• Task description
Among the entries that follow, count the lines that contain the word "foliage" and say how many there are, writing nothing else.

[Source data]
______________________________

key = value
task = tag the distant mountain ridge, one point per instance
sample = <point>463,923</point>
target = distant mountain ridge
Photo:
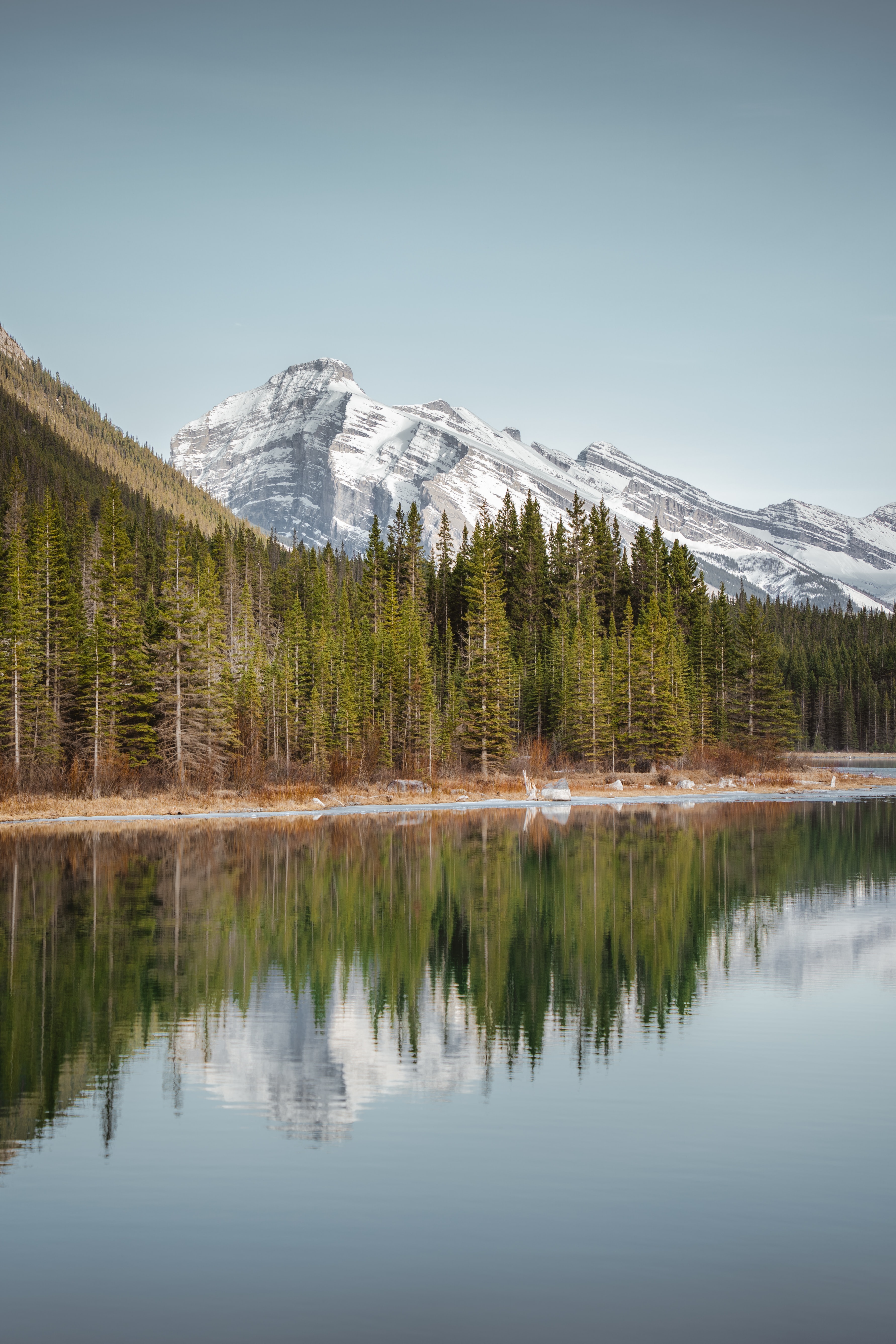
<point>309,452</point>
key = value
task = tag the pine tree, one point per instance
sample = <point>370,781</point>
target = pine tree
<point>213,743</point>
<point>53,621</point>
<point>700,661</point>
<point>488,687</point>
<point>21,696</point>
<point>592,708</point>
<point>764,712</point>
<point>624,705</point>
<point>176,654</point>
<point>657,730</point>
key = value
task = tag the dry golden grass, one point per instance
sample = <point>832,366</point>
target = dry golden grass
<point>455,787</point>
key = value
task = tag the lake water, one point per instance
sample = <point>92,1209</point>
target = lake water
<point>604,1076</point>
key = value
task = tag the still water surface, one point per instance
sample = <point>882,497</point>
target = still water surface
<point>604,1076</point>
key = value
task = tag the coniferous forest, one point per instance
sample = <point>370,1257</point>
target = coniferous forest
<point>135,642</point>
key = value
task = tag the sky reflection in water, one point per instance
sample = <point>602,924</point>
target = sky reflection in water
<point>606,1076</point>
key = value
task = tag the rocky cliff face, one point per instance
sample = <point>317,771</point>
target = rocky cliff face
<point>311,455</point>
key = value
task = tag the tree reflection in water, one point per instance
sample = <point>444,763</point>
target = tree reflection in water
<point>405,955</point>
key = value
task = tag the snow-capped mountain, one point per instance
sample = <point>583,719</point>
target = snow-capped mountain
<point>311,453</point>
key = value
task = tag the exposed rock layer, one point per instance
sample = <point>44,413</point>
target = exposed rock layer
<point>311,455</point>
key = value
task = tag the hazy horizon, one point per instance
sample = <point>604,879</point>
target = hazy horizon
<point>663,226</point>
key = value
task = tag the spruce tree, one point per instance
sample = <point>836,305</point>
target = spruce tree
<point>21,694</point>
<point>488,686</point>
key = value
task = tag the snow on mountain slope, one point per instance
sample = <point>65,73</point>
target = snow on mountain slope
<point>309,453</point>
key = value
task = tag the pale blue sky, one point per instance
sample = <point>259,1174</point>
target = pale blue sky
<point>666,225</point>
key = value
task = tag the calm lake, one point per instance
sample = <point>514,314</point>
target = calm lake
<point>502,1076</point>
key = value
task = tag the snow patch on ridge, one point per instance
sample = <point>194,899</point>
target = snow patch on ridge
<point>309,453</point>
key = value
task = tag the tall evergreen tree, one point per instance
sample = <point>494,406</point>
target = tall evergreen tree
<point>488,687</point>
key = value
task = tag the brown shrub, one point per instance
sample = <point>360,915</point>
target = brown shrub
<point>723,759</point>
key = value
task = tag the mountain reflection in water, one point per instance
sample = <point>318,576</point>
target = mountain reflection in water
<point>301,969</point>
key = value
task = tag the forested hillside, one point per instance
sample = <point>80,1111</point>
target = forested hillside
<point>841,670</point>
<point>133,639</point>
<point>81,425</point>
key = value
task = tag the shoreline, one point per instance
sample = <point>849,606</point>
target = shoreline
<point>420,806</point>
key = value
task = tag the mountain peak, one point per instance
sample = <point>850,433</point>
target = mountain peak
<point>308,453</point>
<point>319,372</point>
<point>11,349</point>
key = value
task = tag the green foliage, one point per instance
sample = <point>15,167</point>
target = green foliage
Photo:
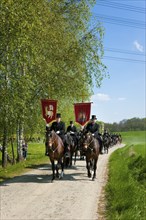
<point>47,51</point>
<point>133,124</point>
<point>35,158</point>
<point>126,186</point>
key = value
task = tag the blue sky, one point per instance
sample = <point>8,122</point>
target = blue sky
<point>122,96</point>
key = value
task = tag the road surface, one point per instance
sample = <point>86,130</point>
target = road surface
<point>32,196</point>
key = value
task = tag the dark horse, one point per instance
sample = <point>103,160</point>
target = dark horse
<point>91,148</point>
<point>71,149</point>
<point>106,143</point>
<point>56,153</point>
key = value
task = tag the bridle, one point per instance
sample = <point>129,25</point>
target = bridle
<point>52,142</point>
<point>88,144</point>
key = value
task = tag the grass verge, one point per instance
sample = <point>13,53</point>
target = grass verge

______________________________

• Result for this exercise
2